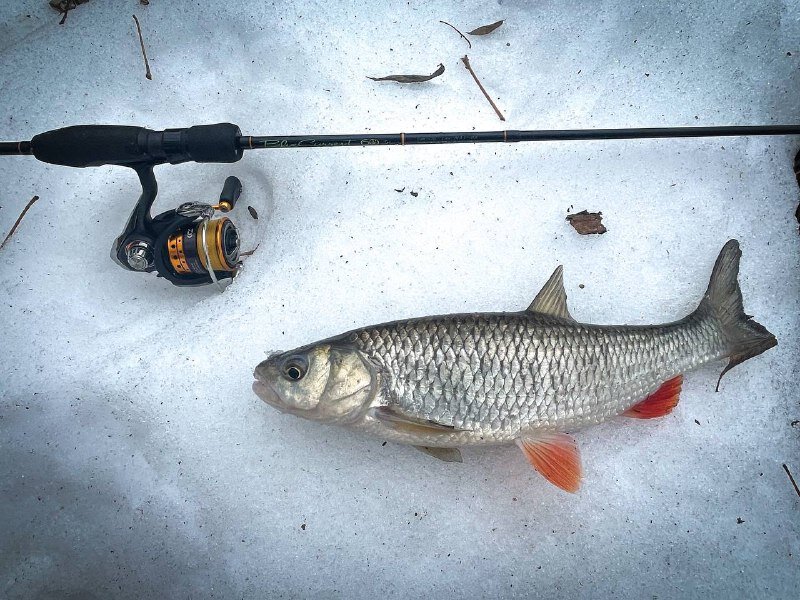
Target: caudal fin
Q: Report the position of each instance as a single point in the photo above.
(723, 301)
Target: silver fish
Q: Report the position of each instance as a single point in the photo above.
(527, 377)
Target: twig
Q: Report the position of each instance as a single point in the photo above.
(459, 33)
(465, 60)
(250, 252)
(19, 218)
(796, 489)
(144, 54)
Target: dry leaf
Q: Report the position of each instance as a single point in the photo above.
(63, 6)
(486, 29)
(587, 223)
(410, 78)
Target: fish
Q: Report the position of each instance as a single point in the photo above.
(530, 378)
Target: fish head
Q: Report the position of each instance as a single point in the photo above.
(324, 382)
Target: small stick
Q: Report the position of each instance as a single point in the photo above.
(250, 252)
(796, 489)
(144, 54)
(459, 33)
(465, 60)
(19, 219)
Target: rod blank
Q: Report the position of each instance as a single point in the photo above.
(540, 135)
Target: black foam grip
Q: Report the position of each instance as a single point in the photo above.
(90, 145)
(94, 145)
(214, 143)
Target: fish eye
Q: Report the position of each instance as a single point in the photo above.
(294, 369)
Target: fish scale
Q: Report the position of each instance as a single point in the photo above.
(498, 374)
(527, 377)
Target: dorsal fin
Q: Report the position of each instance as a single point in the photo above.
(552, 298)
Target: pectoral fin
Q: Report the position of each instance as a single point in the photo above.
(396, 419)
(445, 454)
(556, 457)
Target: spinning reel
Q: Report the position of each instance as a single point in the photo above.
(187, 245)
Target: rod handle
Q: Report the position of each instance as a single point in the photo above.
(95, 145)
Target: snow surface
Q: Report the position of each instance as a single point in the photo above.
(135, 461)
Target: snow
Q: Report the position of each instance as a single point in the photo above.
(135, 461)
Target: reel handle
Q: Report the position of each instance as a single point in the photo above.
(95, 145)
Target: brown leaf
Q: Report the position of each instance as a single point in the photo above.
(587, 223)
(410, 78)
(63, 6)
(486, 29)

> Détails de l'exercice
Reproduis à l'identique l'ensemble des entrées ci-dessus, en laissant les images de côté.

> Réponse
Target: caudal fin
Q: Report the position of each instance as a single point in the photo above.
(723, 301)
Target: silver fish
Q: Report the position of each instance as a single point in the photo above.
(527, 377)
Target: twig
Q: Report the position of each instance as a single point in the photo above.
(459, 33)
(465, 60)
(250, 252)
(19, 218)
(796, 489)
(144, 54)
Target: dry leaf
Q: Report the position of each instance as a single point in the photo above.
(63, 6)
(486, 29)
(587, 223)
(410, 78)
Target: fish
Q: Report the position of each instance as a single point in the photo above.
(530, 378)
Target: fish head
Q: Report the position of each instance as a single point in the photo above.
(324, 382)
Target: small stick
Q: Report the position of each instance as a single point in the photo above.
(250, 252)
(796, 489)
(144, 54)
(459, 33)
(465, 60)
(19, 219)
Target: rod blank
Q: Report the position of each instance as a single point in the photo above.
(540, 135)
Target: black foam grip
Q: Report the position of each instance as a single point in the photo above.
(90, 145)
(94, 145)
(214, 143)
Target: fish eye
Q: Report the position of each instance as a single point in the photo above.
(294, 369)
Target: fish scale
Q: Report the position of each instance as a single point in the photo above.
(498, 374)
(527, 377)
Target: dorsal fin
Q: Report the position of each instance as a single point in the photo above.
(552, 298)
Target: pectoral fin
Q: Report the position of each instance as a single point in the photo above.
(396, 419)
(445, 454)
(556, 457)
Target: spinning reel
Q: Report the position of each instance as a single point in the photo above.
(187, 245)
Target: rod handle
Q: Report the position of each instance as a single point in the photo above.
(95, 145)
Target: snow surface
Q: Report the position of each instance as a single point in the photo above.
(135, 461)
Target: snow
Q: Report the position of each instance as a single point in the photo above.
(135, 461)
Target: reel handle
Q: Report the position of each instance as a single point in the photo above.
(95, 145)
Target: brown leaf
Q: Report the position of each instance as a single point in the photo above.
(587, 223)
(410, 78)
(63, 6)
(486, 29)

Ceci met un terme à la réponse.